Task prompt: Nothing belongs in the answer except the lines of the material that include "seated".

Records shown:
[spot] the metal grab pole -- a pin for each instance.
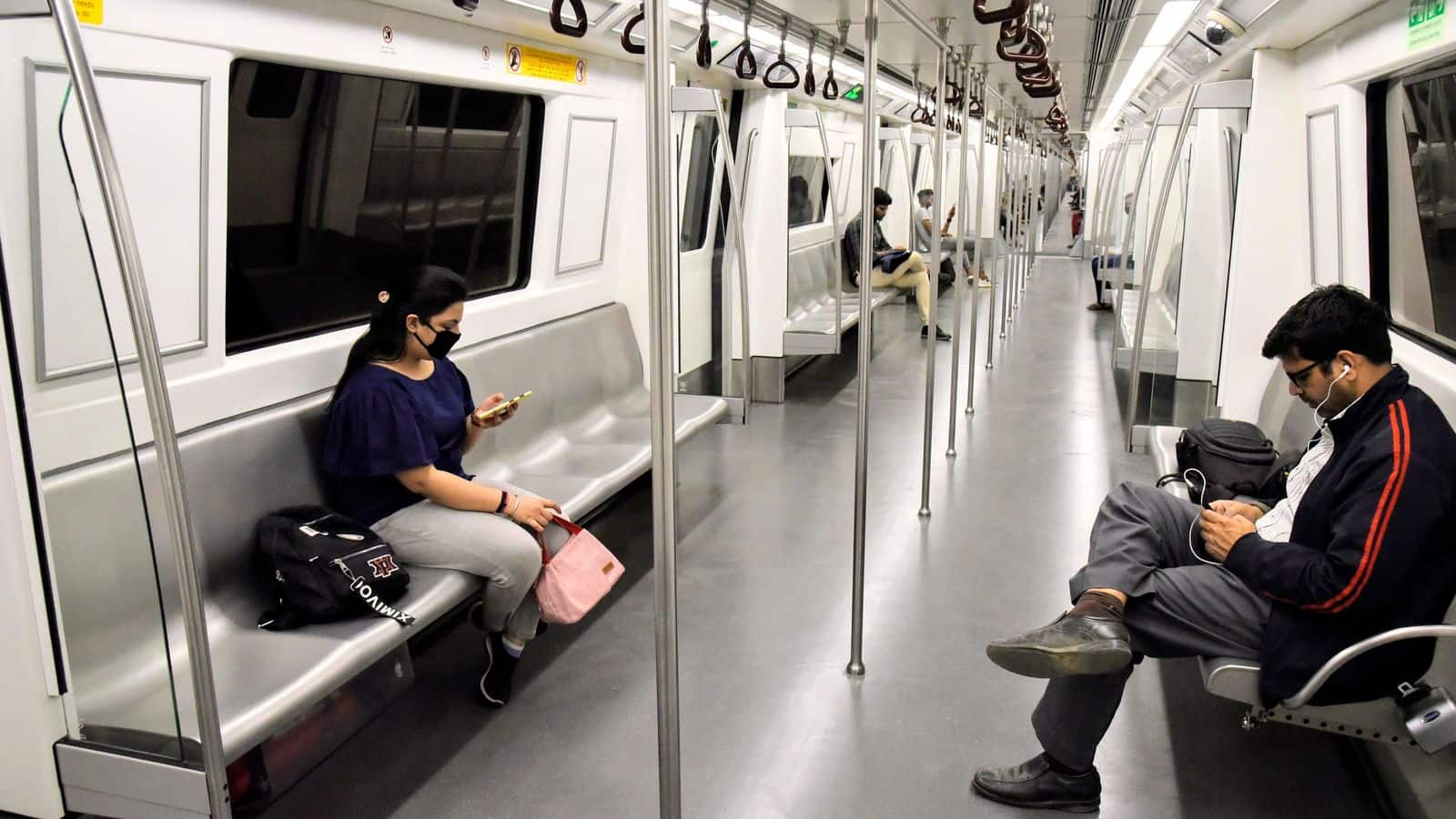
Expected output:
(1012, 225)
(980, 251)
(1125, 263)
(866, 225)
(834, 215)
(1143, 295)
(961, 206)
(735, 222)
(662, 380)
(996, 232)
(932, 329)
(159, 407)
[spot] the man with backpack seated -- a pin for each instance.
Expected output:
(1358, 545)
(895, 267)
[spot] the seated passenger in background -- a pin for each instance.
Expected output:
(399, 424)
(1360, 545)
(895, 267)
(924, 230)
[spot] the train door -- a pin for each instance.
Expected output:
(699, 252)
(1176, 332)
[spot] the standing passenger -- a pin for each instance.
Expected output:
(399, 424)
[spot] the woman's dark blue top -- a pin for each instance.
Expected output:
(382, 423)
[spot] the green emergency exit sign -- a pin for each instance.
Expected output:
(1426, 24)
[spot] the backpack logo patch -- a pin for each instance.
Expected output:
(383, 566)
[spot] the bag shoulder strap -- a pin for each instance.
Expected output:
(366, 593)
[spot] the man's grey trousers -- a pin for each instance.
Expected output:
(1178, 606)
...
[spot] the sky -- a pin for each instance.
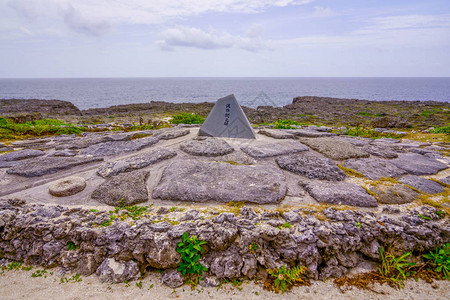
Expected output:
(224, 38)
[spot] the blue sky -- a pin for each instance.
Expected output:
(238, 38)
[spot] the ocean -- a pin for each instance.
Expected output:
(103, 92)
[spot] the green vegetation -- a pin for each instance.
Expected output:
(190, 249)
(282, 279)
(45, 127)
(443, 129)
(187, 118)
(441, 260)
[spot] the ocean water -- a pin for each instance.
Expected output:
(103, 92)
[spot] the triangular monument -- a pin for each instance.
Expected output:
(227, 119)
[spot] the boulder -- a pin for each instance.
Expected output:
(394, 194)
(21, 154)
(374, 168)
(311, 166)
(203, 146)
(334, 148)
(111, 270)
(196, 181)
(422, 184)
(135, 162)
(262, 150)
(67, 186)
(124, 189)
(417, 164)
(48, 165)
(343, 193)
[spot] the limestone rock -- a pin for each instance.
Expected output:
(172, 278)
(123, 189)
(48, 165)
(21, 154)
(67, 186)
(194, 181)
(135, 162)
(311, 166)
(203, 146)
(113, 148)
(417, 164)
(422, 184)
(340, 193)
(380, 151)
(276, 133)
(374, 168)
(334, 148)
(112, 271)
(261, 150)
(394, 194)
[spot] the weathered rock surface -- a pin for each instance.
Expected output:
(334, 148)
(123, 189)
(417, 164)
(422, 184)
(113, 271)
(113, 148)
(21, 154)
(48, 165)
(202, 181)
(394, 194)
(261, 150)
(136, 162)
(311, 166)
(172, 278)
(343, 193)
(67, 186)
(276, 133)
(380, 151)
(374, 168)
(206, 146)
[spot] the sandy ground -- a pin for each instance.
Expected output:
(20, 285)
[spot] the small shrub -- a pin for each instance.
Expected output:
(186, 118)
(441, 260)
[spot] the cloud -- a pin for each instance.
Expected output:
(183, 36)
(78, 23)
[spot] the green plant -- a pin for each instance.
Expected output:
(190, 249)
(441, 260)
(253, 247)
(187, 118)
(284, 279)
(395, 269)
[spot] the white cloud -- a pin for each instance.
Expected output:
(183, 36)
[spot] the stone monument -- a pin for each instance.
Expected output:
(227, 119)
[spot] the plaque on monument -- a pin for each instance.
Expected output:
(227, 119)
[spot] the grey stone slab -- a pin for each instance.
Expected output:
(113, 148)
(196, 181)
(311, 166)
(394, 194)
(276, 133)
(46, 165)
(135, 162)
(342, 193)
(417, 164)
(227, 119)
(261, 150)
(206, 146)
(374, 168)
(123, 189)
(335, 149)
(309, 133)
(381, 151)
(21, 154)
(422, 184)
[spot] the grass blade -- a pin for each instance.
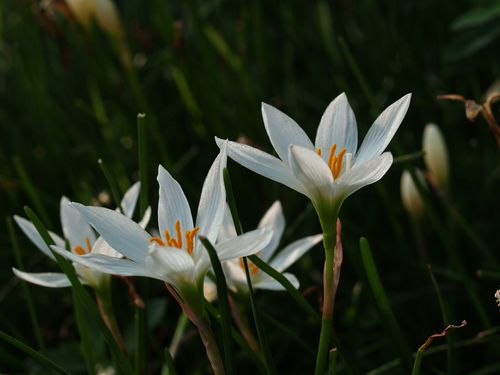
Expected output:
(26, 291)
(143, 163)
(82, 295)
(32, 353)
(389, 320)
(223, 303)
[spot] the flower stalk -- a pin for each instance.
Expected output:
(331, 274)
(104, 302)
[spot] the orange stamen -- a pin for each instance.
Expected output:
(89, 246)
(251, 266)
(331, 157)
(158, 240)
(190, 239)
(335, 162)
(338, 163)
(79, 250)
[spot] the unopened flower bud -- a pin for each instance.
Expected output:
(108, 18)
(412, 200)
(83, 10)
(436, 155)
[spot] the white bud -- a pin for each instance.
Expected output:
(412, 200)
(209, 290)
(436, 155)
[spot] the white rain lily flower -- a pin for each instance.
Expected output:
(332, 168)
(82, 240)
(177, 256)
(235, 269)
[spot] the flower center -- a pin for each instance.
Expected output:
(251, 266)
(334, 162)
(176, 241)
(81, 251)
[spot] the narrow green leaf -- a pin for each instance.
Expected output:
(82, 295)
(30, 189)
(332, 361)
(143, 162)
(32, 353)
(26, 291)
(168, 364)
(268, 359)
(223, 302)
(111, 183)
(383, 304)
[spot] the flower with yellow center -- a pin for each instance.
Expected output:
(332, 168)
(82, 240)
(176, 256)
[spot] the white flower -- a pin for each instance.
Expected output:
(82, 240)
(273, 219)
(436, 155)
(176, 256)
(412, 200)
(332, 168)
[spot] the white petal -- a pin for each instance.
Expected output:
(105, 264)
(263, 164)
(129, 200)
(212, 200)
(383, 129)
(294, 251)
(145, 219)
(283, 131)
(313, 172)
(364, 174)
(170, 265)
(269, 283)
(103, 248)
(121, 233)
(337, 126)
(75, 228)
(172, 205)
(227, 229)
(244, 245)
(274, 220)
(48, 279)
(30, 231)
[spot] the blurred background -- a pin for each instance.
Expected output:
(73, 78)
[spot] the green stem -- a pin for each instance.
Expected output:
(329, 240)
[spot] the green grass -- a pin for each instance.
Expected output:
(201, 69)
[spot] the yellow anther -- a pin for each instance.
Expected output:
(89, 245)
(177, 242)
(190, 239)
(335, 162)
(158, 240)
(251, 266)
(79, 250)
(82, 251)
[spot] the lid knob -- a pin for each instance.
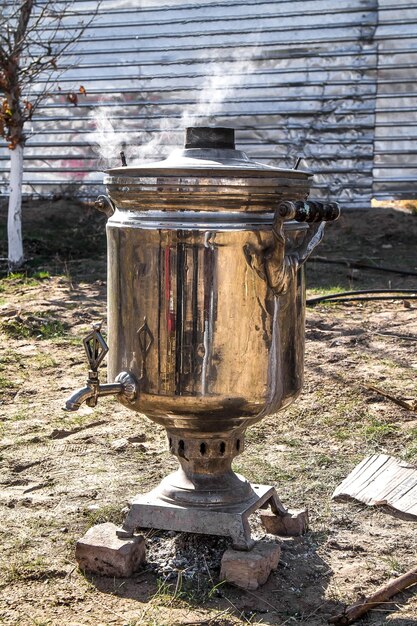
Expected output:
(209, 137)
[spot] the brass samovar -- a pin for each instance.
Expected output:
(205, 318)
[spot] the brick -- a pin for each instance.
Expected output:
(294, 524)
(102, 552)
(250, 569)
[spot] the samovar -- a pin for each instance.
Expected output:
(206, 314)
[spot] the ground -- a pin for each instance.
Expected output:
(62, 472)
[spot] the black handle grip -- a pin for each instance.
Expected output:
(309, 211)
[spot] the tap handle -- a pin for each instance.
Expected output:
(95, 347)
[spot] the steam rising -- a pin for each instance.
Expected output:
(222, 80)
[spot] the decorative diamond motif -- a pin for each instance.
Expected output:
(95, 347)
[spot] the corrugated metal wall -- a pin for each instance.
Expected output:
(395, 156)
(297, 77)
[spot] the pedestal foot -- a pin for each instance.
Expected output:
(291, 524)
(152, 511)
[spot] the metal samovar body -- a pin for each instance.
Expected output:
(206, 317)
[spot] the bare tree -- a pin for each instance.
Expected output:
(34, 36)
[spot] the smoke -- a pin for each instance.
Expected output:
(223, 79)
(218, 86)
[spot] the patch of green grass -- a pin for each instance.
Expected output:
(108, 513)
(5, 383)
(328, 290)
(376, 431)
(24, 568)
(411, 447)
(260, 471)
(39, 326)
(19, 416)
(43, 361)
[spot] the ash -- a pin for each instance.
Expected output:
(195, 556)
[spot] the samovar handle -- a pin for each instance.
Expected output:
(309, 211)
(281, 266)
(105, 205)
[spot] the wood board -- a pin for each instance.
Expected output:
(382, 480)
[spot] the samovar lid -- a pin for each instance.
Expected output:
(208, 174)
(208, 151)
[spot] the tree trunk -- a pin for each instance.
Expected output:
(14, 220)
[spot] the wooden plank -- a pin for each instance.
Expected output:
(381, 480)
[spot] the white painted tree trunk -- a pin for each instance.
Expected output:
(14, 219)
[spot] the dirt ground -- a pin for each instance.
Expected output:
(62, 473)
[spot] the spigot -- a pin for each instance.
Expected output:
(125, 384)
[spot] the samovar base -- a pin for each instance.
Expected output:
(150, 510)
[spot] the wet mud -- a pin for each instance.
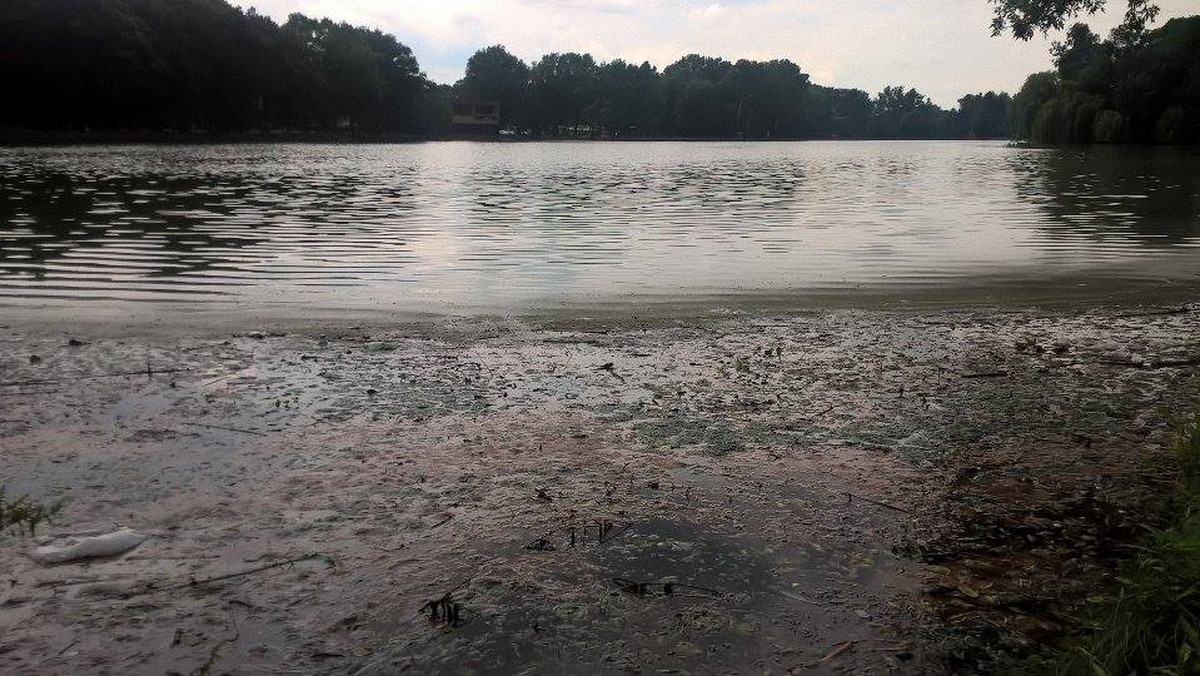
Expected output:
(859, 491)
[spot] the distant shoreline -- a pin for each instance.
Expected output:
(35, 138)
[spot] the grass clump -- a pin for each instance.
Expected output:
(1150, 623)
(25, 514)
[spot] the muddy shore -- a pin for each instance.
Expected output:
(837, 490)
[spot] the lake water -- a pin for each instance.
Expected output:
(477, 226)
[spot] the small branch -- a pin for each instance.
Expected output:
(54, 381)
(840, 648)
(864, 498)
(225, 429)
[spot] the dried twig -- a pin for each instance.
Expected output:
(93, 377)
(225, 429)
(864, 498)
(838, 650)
---
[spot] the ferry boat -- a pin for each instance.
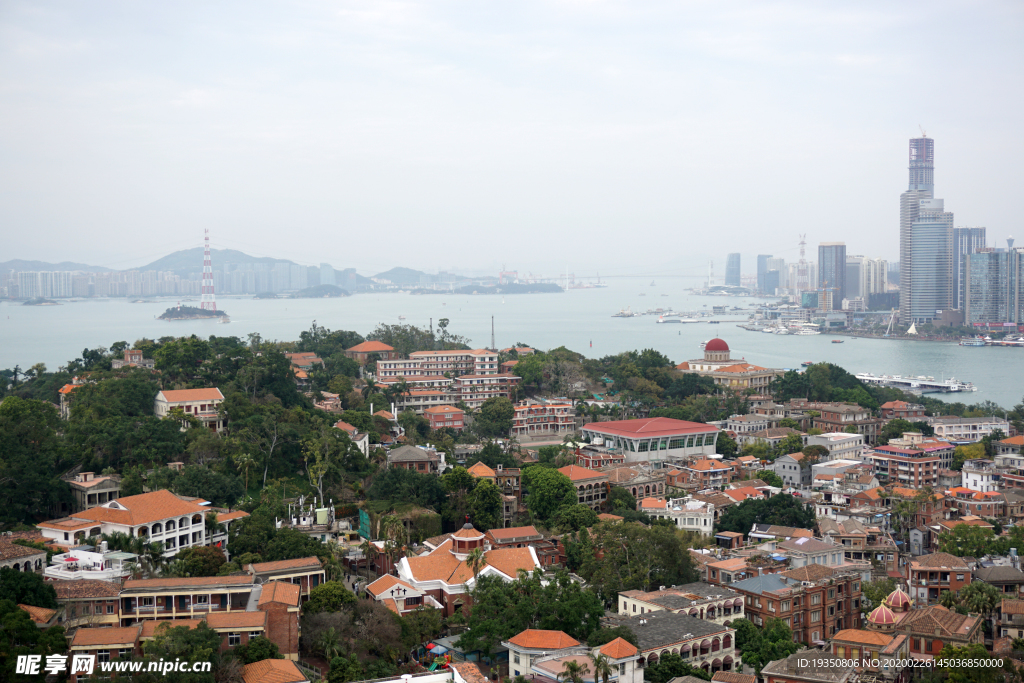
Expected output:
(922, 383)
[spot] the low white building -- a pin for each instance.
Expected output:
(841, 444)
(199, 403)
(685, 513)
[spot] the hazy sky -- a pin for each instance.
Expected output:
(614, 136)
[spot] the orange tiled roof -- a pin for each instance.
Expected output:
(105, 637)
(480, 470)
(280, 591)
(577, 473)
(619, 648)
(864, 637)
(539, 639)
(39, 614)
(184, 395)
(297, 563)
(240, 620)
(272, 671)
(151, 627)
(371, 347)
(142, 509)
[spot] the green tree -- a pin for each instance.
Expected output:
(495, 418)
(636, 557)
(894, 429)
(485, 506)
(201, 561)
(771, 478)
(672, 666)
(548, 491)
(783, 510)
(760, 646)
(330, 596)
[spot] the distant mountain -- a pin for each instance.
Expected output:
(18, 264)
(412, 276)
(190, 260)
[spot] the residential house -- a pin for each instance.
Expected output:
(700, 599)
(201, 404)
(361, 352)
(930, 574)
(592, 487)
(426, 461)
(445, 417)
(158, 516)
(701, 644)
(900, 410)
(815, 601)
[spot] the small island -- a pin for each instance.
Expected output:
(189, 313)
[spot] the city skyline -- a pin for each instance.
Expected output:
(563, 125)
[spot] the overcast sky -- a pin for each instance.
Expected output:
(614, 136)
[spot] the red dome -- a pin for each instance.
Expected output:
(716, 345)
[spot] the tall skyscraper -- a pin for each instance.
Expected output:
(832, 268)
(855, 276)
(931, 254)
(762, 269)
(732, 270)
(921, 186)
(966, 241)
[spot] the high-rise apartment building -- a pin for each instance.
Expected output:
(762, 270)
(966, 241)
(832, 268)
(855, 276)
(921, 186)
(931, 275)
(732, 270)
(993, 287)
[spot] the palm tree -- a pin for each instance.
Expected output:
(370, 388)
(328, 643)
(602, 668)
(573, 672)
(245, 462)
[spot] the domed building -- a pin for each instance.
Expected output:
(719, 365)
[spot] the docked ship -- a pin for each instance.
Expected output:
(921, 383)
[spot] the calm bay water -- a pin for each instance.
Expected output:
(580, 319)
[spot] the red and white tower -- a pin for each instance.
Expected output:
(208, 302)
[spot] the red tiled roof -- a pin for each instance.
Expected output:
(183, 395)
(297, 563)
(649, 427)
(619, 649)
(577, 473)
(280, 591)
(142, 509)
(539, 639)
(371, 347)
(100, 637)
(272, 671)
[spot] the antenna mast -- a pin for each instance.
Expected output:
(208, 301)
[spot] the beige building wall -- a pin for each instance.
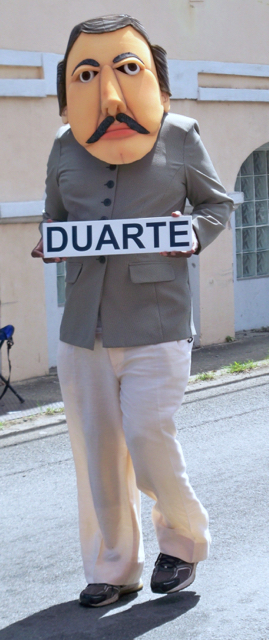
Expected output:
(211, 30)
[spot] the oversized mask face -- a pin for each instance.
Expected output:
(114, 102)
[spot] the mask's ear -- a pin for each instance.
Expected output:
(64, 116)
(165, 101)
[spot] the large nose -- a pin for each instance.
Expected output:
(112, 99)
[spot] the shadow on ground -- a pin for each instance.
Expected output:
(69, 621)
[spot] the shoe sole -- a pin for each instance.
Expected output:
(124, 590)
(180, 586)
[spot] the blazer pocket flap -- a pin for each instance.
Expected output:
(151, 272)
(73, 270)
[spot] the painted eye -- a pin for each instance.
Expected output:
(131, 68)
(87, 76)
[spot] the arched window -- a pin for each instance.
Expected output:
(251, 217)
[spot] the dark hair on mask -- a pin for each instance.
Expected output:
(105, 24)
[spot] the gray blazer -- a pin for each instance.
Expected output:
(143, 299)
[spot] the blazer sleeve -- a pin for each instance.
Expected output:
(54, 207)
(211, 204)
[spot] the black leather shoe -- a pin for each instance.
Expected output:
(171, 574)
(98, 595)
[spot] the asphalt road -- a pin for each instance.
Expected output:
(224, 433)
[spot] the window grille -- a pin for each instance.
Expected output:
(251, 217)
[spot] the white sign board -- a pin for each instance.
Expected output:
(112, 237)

Problem solution:
[spot] the man with backpack seated -- a pin for each instance.
[spot] the seated passenger in background -- a pin for each instance.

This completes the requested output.